Consigna 1: Copia literalmente el fragmento del texto sobre el coronavirus y el autoritarismo que va desde "El Nuevo Orden" hasta "emergente cuestión (*).".
Consigna 2:
Contesta según el texto sobre el coronavirus y el autoritarismo:
(a) ¿Quién formuló el concepto de sociedad del riesgo y cuándo?
(b) ¿Qué dos acontecimientos empezaron a situarnos en un escenario mucho más desasosegante?
(c) ¿Con qué está relacionada directamente la experiencia de vulnerabilidad personal?

Texto proporcionado:
####################

El Nuevo Orden Mundial y cómo ha podido instaurarse

Por reflexiones de un galeno

Cada vez parece más claro que el coronavirus y sus consecuencias van a suponer un cambio social radical, un cambio de época dicen algunos, un cambio de paradigma los más finos. Una de las consecuencias más directas es el deterioro de la sociabilidad que, a largo plazo, tendrá importantes consecuencias también sobre la solidaridad y la confianza social. En un artículo que escribí a los pocos días de declararse el estado de emergencia y el confinamiento obligatorio en España abordo esta importante y emergente cuestión (*).

El deterioro del espacio social debido a su vaciamiento y a la distancia social prescrita, la ruptura de rituales sociales básicos, o la desconfianza mutua generalizada son algunas de estas consecuencias negativas para la vida social.

Otra consecuencia parece ser el aumento del autoritarismo en sus diversas formas, sus diversos niveles y sus diversas manifestaciones.

El poder excepcional concedido a los gobiernos para “luchar” contra la pandemia, la restricción de las libertadas asumida sin apenas rechistar por las sociedades (confinamiento, geolocalización, formas incipientes y sutiles de censura gubernamental…), o las medidas punitivas a los discrepantes o heterodoxos son algunas de las estas consecuencias autoritarias que se comienzan a manifestar y que se perfilan como perdurables en el futuro.

Hay una tercera consecuencia que es quizás menos clara o más difusa pero no por ello menos grave y preocupante. Me refiero a la vulnerabilidad personal y la fragilidad estructural que va a caracterizar a nuestras sociedades en el futuro. Sin duda esta experiencia de vulnerabilidad personal está relacionada directamente con la sumisión al poder, ya que nos sitúa en una posición de indefensión ineludible y de necesidad de salvación.

Desde que fuera formulado a mediados de los años 80 por Ulrich Beck, el concepto de sociedad del riesgo hace referencia a una sociedad presidida por la incertidumbre: la seguridad pasaba a ser relativa, pero el riesgo era controlable, gestionable, hasta cierto punto predecible.

Desde hace décadas nuestras sociedades experimentan un aumento paulatino de la inseguridad y el riesgo. El 11S o el crack económico del 2008 nos comenzaba a situar en otro escenario mucho más desasosegante. No se trataba ya de un riesgo gestionable, predecible hasta cierto punto, sino de acontecimientos que desbordan el sistema, que lo ponen contra las cuerdas. No es sólo que aumente nuestra sensación de inseguridad generalizada y con ella la desconfianza recíproca. Además, es que se cuestiona de raíz nuestra capacidad de control. Ya no se trata de riesgos controlables sino de acontecimientos intempestivos e impredecibles ante los que nos encontramos indefensos.

Formas autoritarias

En una situación como esta, la sociedad se debilita y el poder tiende a ocupar sus espacios bajo formas autoritarias con la promesa de salvarnos. La pandemia del coronavirus supone, en este sentido, una vuelta de tuerca más en esta tendencia peligrosa a la disolución social y al poder descontrolado. Y parece ser un ahondamiento especialmente grave y peligroso. Y lo es porque es especialmente incontestable y especialmente ineludible.

####################

Datos en bruto:
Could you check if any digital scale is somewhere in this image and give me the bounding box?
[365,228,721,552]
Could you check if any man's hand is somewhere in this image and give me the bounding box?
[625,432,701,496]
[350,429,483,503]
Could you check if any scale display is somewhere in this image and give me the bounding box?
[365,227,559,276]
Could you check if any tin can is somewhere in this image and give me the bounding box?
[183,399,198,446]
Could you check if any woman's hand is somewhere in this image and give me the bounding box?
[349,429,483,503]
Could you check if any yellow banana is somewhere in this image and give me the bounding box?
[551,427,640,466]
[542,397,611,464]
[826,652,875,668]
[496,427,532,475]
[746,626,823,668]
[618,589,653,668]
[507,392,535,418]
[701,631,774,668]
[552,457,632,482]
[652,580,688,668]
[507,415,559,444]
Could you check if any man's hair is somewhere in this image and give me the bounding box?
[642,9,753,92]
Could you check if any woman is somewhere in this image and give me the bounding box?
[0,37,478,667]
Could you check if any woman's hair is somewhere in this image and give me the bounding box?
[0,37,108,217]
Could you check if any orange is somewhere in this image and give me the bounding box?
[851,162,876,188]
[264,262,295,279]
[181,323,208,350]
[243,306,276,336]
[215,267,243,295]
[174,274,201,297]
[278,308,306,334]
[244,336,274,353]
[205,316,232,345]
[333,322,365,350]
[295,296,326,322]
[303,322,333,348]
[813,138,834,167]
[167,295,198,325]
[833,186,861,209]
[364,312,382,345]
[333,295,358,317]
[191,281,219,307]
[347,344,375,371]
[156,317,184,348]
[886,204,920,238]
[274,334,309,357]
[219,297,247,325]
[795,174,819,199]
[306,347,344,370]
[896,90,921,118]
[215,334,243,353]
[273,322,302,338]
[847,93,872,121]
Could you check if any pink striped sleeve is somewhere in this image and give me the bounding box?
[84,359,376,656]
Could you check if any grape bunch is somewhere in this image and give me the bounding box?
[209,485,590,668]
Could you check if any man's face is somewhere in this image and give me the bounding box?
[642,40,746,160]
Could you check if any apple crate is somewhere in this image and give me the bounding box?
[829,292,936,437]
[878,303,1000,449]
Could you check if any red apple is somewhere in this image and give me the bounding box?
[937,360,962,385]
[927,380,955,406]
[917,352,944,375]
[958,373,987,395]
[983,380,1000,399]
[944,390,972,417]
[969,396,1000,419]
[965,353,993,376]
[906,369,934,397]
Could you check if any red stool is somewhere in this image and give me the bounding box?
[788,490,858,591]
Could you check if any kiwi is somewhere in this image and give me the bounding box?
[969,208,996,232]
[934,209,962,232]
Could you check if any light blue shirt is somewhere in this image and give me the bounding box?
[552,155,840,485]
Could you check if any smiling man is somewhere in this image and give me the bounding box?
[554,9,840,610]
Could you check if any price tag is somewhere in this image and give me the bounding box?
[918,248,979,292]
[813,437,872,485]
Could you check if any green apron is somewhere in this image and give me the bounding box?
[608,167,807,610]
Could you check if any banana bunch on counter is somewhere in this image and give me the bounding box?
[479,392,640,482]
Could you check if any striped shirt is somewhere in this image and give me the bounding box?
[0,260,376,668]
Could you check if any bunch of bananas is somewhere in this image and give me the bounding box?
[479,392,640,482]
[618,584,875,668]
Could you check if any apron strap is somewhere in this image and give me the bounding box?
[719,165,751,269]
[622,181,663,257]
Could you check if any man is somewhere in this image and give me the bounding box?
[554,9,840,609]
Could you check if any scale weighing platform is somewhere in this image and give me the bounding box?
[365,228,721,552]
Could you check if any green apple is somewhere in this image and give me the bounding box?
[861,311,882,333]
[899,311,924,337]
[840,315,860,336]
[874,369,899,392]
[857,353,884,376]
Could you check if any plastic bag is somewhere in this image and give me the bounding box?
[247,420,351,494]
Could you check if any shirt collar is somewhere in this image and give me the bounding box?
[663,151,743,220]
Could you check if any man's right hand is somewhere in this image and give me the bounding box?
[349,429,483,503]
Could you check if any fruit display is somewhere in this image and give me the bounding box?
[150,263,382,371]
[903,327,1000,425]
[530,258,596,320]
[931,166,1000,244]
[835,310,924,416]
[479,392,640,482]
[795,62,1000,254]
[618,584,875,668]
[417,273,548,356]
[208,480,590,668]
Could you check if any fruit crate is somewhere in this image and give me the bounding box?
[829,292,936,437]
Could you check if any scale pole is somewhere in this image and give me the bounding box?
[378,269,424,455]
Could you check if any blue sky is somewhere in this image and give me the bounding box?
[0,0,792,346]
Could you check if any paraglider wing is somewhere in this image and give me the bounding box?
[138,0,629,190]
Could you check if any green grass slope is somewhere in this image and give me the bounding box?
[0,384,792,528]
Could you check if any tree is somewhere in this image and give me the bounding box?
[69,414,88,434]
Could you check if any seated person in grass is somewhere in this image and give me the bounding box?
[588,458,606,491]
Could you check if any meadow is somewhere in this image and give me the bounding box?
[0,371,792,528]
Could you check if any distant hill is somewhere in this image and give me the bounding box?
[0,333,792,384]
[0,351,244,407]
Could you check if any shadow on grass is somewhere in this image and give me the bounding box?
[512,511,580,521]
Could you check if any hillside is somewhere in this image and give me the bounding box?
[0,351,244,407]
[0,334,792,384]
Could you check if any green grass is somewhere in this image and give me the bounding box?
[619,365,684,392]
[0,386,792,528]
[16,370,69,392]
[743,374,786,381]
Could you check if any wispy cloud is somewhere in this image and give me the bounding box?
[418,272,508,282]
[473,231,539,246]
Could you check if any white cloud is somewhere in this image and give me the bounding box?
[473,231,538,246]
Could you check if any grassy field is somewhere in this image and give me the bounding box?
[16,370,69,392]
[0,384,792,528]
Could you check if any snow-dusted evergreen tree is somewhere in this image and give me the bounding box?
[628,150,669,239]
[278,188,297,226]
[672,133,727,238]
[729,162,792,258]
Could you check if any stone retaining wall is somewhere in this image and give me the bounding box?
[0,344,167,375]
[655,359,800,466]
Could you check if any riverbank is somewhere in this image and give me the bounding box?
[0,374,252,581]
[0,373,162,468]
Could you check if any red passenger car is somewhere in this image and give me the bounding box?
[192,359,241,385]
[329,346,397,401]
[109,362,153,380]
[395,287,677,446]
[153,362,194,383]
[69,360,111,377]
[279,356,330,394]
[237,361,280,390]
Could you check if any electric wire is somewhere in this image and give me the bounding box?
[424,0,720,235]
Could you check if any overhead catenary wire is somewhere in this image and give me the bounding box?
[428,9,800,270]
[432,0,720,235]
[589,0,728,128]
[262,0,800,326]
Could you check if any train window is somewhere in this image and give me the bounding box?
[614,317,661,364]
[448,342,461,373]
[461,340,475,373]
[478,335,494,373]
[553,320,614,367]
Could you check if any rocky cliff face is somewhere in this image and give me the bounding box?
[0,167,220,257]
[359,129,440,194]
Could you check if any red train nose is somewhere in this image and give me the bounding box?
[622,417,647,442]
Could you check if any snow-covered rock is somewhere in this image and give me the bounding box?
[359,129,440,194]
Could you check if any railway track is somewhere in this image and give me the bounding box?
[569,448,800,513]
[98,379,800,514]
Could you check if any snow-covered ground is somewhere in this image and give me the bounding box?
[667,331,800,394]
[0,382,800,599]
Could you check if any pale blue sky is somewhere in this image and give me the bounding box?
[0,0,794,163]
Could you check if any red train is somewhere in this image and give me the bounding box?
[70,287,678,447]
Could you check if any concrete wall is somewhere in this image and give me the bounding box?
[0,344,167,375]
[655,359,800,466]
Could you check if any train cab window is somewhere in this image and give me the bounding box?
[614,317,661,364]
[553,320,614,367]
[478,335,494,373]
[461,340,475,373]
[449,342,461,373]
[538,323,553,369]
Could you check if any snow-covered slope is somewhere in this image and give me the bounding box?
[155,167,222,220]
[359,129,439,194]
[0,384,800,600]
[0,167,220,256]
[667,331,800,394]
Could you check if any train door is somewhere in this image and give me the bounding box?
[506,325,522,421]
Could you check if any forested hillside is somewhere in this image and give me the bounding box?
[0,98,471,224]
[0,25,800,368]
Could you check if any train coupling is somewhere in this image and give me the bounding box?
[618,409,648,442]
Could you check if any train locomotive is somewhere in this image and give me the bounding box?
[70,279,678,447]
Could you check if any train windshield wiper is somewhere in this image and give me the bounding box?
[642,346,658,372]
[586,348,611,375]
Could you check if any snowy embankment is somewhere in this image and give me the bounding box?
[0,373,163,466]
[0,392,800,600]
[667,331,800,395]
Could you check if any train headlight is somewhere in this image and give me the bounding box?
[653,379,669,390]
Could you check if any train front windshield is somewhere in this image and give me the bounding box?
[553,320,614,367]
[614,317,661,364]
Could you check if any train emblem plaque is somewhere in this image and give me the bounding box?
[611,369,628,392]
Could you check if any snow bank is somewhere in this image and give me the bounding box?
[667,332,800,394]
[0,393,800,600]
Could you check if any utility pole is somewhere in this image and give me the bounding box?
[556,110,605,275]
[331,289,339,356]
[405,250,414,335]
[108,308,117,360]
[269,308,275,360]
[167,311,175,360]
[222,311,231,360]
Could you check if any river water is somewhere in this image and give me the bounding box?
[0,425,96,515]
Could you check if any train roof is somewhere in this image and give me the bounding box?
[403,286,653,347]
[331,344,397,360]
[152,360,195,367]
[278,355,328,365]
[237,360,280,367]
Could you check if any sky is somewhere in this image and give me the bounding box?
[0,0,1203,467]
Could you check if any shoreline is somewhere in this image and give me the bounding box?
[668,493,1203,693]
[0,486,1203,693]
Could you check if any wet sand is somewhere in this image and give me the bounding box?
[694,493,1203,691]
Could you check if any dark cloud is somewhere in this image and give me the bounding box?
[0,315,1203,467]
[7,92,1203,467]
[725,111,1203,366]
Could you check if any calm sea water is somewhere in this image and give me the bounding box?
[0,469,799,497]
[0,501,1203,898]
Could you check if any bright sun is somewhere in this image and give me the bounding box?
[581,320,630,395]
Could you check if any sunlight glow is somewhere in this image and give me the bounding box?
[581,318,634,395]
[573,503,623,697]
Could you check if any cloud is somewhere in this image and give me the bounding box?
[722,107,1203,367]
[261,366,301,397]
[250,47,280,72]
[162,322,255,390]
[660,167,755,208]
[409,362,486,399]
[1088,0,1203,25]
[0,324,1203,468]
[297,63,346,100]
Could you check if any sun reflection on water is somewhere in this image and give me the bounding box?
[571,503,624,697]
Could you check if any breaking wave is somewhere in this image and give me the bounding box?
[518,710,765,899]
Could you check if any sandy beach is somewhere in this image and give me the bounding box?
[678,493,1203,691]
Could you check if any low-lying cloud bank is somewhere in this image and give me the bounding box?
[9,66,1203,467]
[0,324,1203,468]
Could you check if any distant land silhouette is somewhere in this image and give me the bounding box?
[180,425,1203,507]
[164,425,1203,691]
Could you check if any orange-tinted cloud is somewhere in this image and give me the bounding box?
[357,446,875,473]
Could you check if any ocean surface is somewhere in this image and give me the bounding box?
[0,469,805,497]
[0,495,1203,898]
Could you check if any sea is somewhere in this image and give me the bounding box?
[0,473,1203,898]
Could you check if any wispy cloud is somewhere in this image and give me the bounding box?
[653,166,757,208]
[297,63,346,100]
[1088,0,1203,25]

####################

Resultado 1:
El Nuevo Orden Mundial y cómo ha podido instaurarse

Por reflexiones de un galeno

Cada vez parece más claro que el coronavirus y sus consecuencias van a suponer un cambio social radical, un cambio de época dicen algunos, un cambio de paradigma los más finos. Una de las consecuencias más directas es el deterioro de la sociabilidad que, a largo plazo, tendrá importantes consecuencias también sobre la solidaridad y la confianza social. En un artículo que escribí a los pocos días de declararse el estado de emergencia y el confinamiento obligatorio en España abordo esta importante y emergente cuestión (*).

Resultado 2:
(a) Ulrich Beck, a mediados de los años 80.
(b) El 11S y el crack económico del 2008.
(c) Con la sumisión al poder.